- _WHAT YOU SHOULD DO_:
Copy out every line of the listing below word for word, changing nothing.
--- start ---
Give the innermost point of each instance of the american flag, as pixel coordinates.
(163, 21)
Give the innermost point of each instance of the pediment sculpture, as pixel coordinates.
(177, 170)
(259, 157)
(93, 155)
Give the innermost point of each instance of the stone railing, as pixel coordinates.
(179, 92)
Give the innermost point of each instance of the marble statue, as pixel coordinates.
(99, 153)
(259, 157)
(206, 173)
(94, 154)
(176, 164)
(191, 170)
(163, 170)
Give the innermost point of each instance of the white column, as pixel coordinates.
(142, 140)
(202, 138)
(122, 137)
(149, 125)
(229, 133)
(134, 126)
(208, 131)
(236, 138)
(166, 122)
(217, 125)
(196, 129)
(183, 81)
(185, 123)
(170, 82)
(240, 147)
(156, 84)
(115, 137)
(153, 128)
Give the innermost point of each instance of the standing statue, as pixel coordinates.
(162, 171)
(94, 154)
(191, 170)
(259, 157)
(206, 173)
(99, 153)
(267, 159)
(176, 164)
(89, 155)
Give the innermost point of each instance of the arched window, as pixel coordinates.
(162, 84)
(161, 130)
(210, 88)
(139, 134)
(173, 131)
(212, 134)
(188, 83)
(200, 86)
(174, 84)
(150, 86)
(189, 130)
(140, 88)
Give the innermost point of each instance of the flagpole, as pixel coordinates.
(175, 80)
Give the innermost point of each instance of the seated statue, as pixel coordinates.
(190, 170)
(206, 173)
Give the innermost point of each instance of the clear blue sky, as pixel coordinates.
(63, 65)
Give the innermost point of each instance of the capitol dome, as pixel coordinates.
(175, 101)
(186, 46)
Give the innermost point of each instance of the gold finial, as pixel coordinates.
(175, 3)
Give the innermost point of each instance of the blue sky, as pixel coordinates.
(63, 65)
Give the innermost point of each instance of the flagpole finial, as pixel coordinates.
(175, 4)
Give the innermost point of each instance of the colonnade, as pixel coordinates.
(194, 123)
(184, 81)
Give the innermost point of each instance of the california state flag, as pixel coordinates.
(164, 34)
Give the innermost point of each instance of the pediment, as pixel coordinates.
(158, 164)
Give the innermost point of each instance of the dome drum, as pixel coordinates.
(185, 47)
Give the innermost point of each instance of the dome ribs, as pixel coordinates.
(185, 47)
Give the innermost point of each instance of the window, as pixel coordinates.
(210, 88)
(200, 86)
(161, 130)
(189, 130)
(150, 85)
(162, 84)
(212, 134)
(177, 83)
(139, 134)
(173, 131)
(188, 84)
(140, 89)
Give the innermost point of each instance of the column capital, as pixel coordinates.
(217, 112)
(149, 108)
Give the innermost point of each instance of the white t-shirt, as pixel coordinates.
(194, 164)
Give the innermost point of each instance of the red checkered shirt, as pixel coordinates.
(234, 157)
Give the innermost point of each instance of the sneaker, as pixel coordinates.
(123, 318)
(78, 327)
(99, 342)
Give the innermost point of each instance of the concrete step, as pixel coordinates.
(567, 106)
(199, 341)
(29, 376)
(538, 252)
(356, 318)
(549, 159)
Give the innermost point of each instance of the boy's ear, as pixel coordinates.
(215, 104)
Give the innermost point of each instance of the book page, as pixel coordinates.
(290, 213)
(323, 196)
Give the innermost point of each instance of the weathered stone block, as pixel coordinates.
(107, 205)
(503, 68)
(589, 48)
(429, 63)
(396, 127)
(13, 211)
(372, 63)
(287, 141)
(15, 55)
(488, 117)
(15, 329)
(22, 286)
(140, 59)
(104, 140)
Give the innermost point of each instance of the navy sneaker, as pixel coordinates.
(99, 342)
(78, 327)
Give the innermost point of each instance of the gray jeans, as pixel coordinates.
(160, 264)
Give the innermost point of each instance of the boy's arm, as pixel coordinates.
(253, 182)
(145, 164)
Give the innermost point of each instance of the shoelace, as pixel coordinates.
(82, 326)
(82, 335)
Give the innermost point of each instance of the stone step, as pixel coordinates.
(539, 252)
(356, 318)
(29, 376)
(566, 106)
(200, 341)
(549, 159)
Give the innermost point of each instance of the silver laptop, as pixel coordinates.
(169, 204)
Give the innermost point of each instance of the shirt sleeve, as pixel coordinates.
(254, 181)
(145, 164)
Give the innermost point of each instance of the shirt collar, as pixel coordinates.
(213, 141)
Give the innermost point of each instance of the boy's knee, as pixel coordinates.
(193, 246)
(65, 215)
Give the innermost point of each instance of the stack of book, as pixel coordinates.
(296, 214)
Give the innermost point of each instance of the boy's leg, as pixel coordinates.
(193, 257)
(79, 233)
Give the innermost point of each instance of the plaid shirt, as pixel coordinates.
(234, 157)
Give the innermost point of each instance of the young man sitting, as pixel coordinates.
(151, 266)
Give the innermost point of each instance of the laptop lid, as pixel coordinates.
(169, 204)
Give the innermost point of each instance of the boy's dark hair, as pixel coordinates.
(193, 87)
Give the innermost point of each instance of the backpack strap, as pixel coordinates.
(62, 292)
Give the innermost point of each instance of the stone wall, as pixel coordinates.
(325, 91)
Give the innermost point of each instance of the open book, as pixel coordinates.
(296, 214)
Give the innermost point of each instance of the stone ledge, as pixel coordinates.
--- end ---
- _RESULT BELOW_:
Give the innermost point of each instance of the american flag, as pixel coordinates.
(163, 21)
Give the innermost point of each instance of the pediment sculpture, as pixel coordinates.
(177, 170)
(259, 157)
(93, 155)
Give the innermost point of each instance of the stone railing, as pixel coordinates.
(179, 92)
Give the innermost point of each instance of the marble statue, as pixel coordinates.
(99, 153)
(259, 157)
(206, 173)
(94, 154)
(176, 164)
(191, 170)
(163, 170)
Give the innermost point of each instance of the white column, as pixel coordinates.
(142, 140)
(202, 138)
(122, 137)
(149, 125)
(229, 133)
(134, 126)
(208, 131)
(236, 138)
(166, 122)
(217, 125)
(196, 129)
(183, 81)
(185, 123)
(170, 82)
(240, 147)
(156, 84)
(115, 137)
(153, 128)
Give the innermost point of each instance of the standing statue, as pixel coordinates.
(162, 171)
(94, 154)
(191, 170)
(259, 157)
(206, 173)
(99, 153)
(267, 159)
(176, 164)
(89, 155)
Give the innermost point of each instance of the arched window, as pixel coordinates.
(162, 84)
(161, 130)
(210, 88)
(139, 134)
(173, 131)
(212, 134)
(188, 83)
(200, 86)
(174, 84)
(150, 86)
(189, 130)
(140, 88)
Give the innermost point of each instance of the flagpole, as pixel coordinates.
(175, 80)
Give the innermost point of each instance of the seated statue, as pixel coordinates.
(190, 170)
(206, 173)
Give the innermost point of each instance of the clear blue sky, as pixel coordinates.
(63, 65)
Give the innermost point of each instance of the capitol dome, as pixel coordinates.
(175, 101)
(186, 46)
Give the innermost point of each instance of the gold finial, as pixel coordinates.
(175, 3)
Give the innermost point of each instance of the blue sky, as pixel coordinates.
(63, 65)
Give the innermost point of each instance of the flagpole finial, as pixel coordinates.
(175, 4)
Give the innermost point of each instance of the colonnade, as pixel coordinates.
(194, 123)
(184, 81)
Give the innermost point of each instance of the california state flag, as pixel coordinates.
(164, 34)
Give the innermost point of each instance of the pediment, as pixel coordinates.
(158, 164)
Give the innermost point of each instance of the dome drum, as pixel coordinates.
(185, 47)
Give the innermost point of each instance of the dome ribs, as pixel coordinates.
(185, 47)
Give the innermost point of each instance of the window, as pixel coordinates.
(210, 88)
(200, 86)
(161, 130)
(189, 130)
(150, 85)
(162, 84)
(212, 134)
(177, 83)
(139, 134)
(173, 131)
(188, 84)
(140, 89)
Give the innermost point of each instance of the column capital, as pixel coordinates.
(217, 112)
(149, 108)
Give the innermost point of each instance of the white t-shirt, as pixel coordinates.
(194, 164)
Give the innermost point of each instance of the red checkered shirt, as pixel coordinates.
(234, 157)
Give the innermost point of each instance of the sneaker, as pixel coordinates.
(123, 318)
(78, 327)
(99, 342)
Give the innermost point of each instance of the concrete step, as pixel coordinates.
(567, 106)
(199, 341)
(29, 376)
(538, 252)
(356, 318)
(549, 159)
Give the innermost point of each instance of the boy's ear, as pixel coordinates.
(215, 104)
Give the innermost point of each instance of the book page, as pixel coordinates.
(290, 213)
(323, 196)
Give the innermost point of each instance of the weathered stone block, as pixel coordinates.
(107, 205)
(503, 68)
(589, 48)
(429, 63)
(396, 127)
(13, 211)
(372, 63)
(287, 141)
(15, 55)
(488, 117)
(15, 329)
(22, 286)
(140, 59)
(104, 140)
Give the innermost point of each instance of the navy sneaker, as pixel coordinates.
(99, 342)
(78, 327)
Give the innermost point of each instance of the gray jeans, as pixel coordinates.
(160, 264)
Give the innermost point of each instance of the boy's arm, as pixel coordinates.
(253, 182)
(145, 164)
Give the innermost point of each instance of the shoelace, as pixel coordinates.
(82, 326)
(82, 335)
Give the innermost point of each instance of the stone step, as pixel coordinates.
(539, 252)
(356, 318)
(29, 376)
(566, 106)
(200, 341)
(549, 159)
Give the innermost point of each instance of the silver laptop, as pixel coordinates.
(169, 204)
Give the innermost point of each instance of the shirt sleeve, as pixel coordinates.
(254, 181)
(145, 164)
Give the innermost point of each instance of the shirt collar, as pixel coordinates.
(213, 141)
Give the innermost point of each instance of the boy's knee, as pixel coordinates.
(193, 246)
(65, 215)
Give the innermost point of each instance of the stack of book, as pixel coordinates.
(296, 214)
Give the innermost point of each instance of the boy's leg, as pixel coordinates.
(193, 257)
(79, 233)
Give the innermost point of each instance of the plaid shirt, as pixel coordinates.
(234, 157)
Give the innermost point of each instance of the young man sitting, as pixel coordinates.
(151, 266)
Give the innermost point of each instance of the laptop lid, as pixel coordinates.
(169, 204)
Give the innermost point of each instance of the boy's dark hair, as pixel coordinates.
(193, 87)
Give the innermost point of each instance of the backpack strap, as pixel coordinates.
(62, 292)
Give the innermost point of each instance of the stone wall, as pixel coordinates.
(325, 91)
Give the innermost point of each instance of the open book, as pixel coordinates.
(296, 214)
Give the innermost point of each instance of the stone ledge, as pixel coordinates.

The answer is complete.